List every line in the entries below that contains the word "tree", copying each line in full.

··· Available data

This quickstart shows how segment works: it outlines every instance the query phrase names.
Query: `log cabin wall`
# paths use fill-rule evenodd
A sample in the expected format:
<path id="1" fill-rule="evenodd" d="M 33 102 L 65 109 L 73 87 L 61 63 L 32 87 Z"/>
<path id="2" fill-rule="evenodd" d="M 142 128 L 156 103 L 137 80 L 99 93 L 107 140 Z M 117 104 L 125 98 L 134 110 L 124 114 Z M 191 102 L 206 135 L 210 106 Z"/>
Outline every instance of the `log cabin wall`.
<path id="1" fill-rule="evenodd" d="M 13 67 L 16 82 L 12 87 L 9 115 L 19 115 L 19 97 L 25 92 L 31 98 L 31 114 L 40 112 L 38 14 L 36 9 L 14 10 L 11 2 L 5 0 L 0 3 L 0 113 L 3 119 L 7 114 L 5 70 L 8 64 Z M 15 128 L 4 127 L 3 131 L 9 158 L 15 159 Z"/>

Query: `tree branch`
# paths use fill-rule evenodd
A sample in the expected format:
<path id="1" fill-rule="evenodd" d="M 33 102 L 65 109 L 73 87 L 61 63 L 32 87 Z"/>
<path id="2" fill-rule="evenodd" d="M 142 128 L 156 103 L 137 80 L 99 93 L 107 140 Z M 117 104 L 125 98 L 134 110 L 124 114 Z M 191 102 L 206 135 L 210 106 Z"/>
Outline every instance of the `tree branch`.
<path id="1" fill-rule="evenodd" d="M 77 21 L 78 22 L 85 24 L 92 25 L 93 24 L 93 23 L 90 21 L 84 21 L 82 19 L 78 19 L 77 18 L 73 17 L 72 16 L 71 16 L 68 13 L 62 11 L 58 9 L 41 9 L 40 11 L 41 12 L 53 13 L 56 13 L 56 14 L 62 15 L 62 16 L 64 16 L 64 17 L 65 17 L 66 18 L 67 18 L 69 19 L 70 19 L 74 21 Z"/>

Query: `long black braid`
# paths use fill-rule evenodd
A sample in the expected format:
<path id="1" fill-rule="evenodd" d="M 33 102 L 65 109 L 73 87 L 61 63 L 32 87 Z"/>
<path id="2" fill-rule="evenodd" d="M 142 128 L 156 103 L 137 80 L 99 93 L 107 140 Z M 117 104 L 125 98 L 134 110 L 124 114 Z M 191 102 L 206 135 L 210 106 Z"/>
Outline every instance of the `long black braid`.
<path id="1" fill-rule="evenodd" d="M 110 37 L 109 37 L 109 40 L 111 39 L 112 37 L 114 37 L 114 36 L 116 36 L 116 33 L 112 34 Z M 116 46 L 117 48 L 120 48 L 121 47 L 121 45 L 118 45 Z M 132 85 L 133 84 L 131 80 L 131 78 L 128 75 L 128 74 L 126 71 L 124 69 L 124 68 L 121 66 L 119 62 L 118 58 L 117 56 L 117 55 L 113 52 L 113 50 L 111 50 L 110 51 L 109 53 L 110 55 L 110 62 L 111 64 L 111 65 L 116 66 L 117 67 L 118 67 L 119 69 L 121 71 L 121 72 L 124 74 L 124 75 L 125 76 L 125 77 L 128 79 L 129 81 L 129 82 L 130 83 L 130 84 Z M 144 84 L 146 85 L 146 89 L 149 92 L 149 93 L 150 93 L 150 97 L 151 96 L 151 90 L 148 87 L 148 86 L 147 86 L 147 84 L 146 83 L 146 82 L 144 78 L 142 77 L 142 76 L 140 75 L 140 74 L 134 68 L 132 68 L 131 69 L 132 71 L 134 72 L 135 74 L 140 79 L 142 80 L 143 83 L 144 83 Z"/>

······

Response to this task:
Query: `tree branch`
Outline every instance of the `tree branch`.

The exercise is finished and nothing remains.